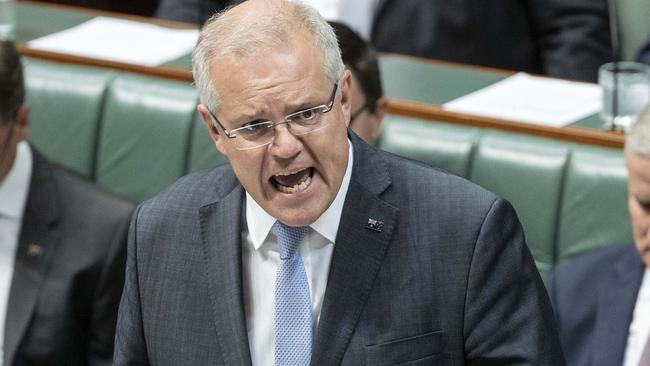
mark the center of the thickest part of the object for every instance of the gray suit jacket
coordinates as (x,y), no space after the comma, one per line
(448,279)
(68,273)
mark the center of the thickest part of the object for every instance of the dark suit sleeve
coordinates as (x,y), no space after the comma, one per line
(106,298)
(644,53)
(572,36)
(508,316)
(130,347)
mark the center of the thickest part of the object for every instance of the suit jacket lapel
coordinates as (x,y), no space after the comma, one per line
(616,300)
(221,231)
(36,245)
(360,247)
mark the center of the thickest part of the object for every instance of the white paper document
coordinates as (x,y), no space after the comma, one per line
(532,99)
(121,40)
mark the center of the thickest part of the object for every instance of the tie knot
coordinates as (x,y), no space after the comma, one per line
(289,238)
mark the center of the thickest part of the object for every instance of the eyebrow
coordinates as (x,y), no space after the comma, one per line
(642,200)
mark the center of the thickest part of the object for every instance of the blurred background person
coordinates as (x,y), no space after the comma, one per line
(62,247)
(567,39)
(644,53)
(602,298)
(368,102)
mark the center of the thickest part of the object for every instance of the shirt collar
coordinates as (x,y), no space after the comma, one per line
(259,222)
(15,186)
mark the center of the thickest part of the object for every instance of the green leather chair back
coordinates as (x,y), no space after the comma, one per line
(203,153)
(594,207)
(66,105)
(144,142)
(438,145)
(528,172)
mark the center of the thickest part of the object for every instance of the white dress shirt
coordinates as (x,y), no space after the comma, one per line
(357,14)
(260,260)
(13,197)
(640,326)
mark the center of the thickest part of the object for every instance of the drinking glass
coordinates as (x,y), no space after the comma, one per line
(621,105)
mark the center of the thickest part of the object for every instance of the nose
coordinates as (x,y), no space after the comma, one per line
(285,144)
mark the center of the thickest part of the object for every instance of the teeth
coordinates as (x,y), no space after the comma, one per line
(297,188)
(284,174)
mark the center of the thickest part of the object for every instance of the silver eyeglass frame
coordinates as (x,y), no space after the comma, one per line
(288,119)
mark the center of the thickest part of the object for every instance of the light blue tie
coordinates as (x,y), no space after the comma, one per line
(293,318)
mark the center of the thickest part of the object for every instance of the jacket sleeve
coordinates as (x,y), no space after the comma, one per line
(508,316)
(573,36)
(106,297)
(130,346)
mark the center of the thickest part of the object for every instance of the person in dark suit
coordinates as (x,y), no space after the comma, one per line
(567,39)
(644,53)
(602,298)
(368,103)
(311,246)
(62,248)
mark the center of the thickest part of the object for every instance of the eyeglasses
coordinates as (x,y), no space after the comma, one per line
(260,133)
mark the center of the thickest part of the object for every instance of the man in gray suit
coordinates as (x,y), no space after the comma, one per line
(311,246)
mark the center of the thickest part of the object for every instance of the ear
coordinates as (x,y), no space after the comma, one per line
(210,124)
(21,129)
(346,95)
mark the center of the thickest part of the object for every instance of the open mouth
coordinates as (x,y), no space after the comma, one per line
(294,181)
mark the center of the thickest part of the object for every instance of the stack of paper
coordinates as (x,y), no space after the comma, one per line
(538,100)
(121,40)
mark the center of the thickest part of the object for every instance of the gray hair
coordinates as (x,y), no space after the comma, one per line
(226,33)
(638,141)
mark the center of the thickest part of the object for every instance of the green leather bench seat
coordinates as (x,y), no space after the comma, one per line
(594,207)
(569,198)
(528,172)
(147,124)
(203,153)
(66,105)
(445,147)
(135,135)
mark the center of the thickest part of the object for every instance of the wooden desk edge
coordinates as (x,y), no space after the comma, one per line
(166,72)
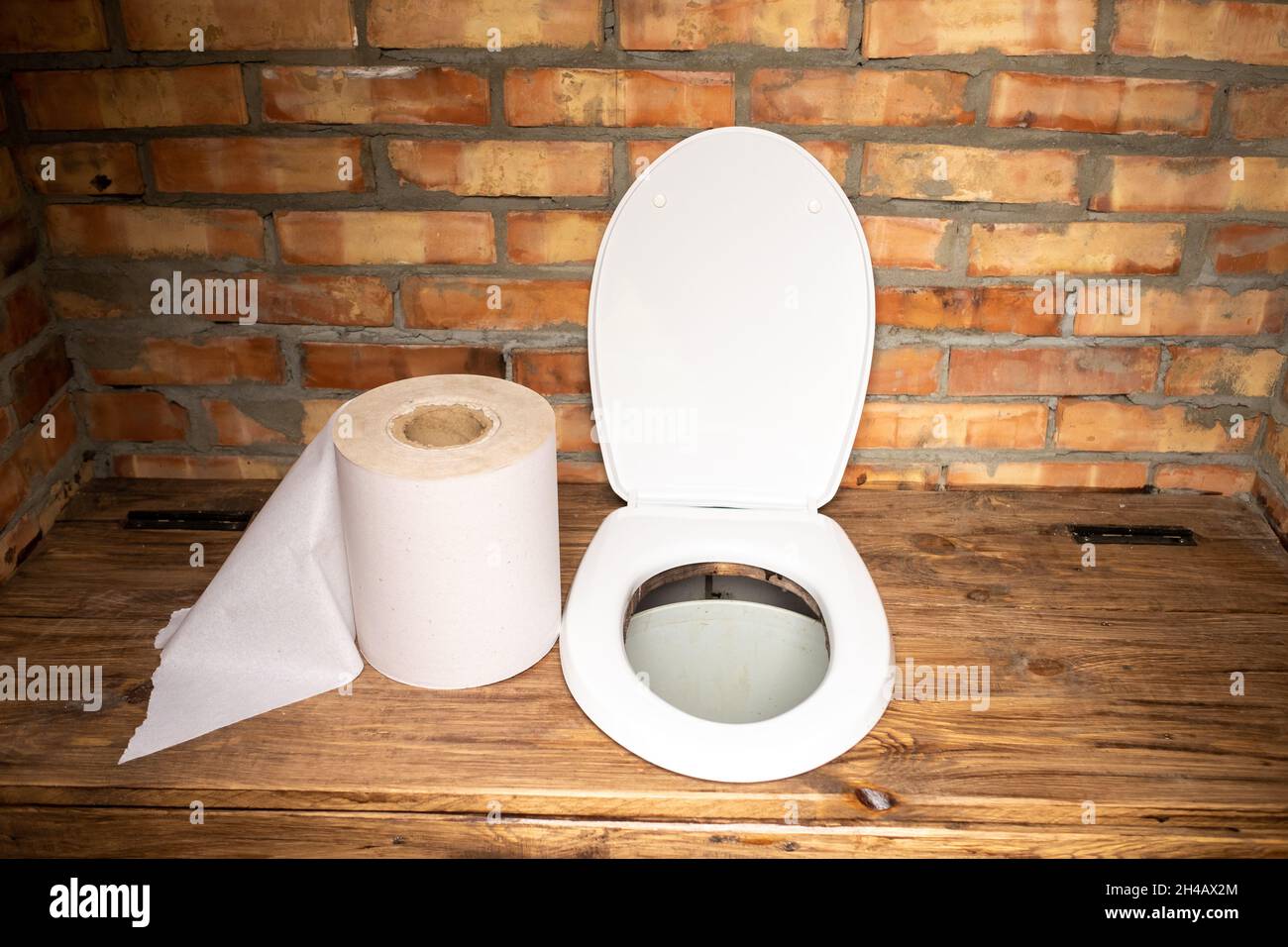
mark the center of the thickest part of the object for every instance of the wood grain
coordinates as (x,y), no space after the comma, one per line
(1109,684)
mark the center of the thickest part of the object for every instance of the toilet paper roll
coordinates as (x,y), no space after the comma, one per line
(423,522)
(447,493)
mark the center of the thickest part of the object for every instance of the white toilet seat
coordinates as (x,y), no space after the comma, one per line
(635,544)
(733,303)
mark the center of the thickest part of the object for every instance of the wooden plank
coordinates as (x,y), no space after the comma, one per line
(1108,684)
(112,832)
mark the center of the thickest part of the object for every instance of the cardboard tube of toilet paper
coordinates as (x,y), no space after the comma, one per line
(449,502)
(434,499)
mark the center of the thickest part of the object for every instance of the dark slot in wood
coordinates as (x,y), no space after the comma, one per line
(222,521)
(1133,535)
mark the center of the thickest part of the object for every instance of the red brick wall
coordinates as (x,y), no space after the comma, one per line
(986,145)
(40,445)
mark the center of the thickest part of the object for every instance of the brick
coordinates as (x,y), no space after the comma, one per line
(906,369)
(454,302)
(1106,105)
(374,95)
(310,299)
(132,230)
(1216,30)
(78,295)
(1078,247)
(553,371)
(505,169)
(132,98)
(1276,446)
(214,361)
(317,412)
(977,308)
(907,243)
(859,97)
(575,428)
(295,299)
(432,24)
(359,367)
(17,245)
(357,237)
(261,25)
(894,29)
(661,25)
(892,476)
(1223,371)
(1205,478)
(38,379)
(1196,311)
(618,98)
(132,416)
(84,167)
(40,26)
(201,467)
(35,458)
(835,157)
(1086,369)
(1109,425)
(540,237)
(1203,184)
(11,192)
(1041,474)
(1003,425)
(1248,249)
(236,428)
(256,165)
(583,472)
(22,317)
(1258,112)
(969,174)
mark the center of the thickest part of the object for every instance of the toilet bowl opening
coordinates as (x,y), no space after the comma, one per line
(726,642)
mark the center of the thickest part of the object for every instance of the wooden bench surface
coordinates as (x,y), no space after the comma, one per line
(1109,685)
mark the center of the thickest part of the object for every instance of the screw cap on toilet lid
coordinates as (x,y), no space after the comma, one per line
(730,328)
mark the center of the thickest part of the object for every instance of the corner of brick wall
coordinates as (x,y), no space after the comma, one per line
(984,146)
(42,449)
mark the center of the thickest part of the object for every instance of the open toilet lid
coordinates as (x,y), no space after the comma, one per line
(730,328)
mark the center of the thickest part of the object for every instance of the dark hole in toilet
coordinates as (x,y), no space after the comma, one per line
(726,642)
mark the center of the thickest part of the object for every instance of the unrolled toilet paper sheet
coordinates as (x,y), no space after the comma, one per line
(273,626)
(436,554)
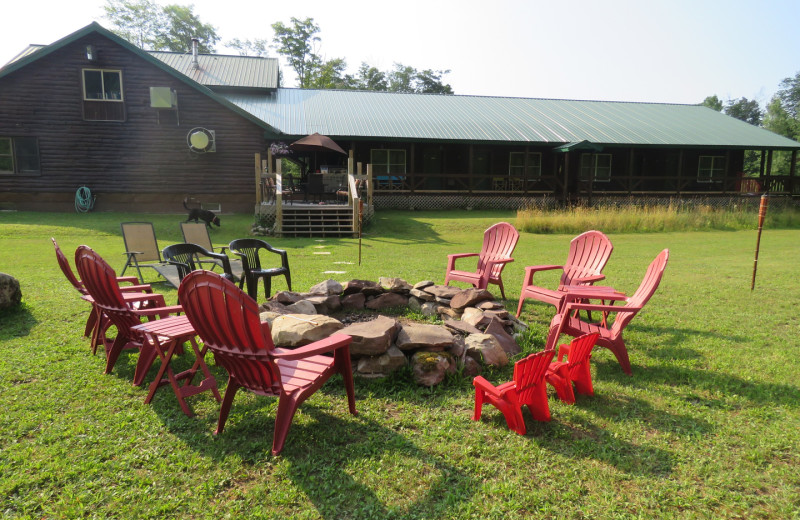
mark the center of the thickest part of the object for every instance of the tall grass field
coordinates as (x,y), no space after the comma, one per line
(707,427)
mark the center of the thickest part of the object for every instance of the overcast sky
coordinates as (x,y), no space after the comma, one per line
(676,51)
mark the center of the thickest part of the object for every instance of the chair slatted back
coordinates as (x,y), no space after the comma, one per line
(141,236)
(588,254)
(580,351)
(652,278)
(196,233)
(529,374)
(100,281)
(499,242)
(227,320)
(63,263)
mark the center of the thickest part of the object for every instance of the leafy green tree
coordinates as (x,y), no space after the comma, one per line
(297,42)
(789,95)
(248,47)
(151,26)
(370,78)
(744,109)
(330,75)
(182,25)
(138,21)
(713,102)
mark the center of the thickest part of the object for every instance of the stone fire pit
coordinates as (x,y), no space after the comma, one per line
(477,329)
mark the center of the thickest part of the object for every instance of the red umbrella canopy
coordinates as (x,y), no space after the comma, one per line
(316,143)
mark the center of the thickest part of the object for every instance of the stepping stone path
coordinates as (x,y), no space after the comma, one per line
(477,329)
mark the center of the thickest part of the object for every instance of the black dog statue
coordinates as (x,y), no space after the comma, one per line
(197,214)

##############################

• **Task goal**: Please return the lines above that run from the line containing "the wooden plank" to the line containing "of toilet paper", inclusive, exactly and with no other lines.

• **Answer to this problem**:
mark the center of the thickest part of the object for every instance of the wooden plank
coordinates as (x,y), no space after the comma, one per line
(1108,684)
(112,832)
mark the center of the thickest part of the object for every instance of the cardboard tube of toilet paper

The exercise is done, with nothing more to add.